» WHAT THE TASK REQUIRES:
Count the lines of the data below that contain the string "ambulance", and give only that number.

» MATERIAL TO PROCESS:
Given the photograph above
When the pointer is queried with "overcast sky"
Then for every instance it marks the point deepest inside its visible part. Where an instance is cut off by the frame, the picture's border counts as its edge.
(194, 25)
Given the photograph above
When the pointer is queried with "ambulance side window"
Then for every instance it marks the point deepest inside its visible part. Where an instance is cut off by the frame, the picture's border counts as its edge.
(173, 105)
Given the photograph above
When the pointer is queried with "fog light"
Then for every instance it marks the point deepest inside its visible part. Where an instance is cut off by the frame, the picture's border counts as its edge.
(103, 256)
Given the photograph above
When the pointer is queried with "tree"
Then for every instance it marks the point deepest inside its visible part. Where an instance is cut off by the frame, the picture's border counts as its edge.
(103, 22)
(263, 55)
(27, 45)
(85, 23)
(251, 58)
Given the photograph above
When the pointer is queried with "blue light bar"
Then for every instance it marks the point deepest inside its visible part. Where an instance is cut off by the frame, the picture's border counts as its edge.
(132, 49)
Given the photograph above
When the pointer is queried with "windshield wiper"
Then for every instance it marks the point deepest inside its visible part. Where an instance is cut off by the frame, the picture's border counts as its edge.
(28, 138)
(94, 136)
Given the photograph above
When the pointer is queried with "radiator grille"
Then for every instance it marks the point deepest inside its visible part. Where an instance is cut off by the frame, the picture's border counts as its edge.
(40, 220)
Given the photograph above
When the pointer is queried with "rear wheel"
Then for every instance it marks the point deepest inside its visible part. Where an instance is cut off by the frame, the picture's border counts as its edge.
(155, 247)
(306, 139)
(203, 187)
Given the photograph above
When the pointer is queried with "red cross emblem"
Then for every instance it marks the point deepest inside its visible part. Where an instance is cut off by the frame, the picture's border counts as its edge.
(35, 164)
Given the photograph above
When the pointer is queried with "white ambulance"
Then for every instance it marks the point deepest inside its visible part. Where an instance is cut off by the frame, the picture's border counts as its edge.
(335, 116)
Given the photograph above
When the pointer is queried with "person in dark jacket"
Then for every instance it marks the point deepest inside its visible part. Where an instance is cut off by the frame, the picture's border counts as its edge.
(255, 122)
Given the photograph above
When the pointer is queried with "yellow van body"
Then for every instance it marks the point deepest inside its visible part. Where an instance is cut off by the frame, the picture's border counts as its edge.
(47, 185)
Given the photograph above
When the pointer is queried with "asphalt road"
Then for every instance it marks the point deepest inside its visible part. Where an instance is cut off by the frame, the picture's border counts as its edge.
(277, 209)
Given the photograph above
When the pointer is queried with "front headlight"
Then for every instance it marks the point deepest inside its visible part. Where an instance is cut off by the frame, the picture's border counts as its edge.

» SOLUTION TO THIS PROBLEM:
2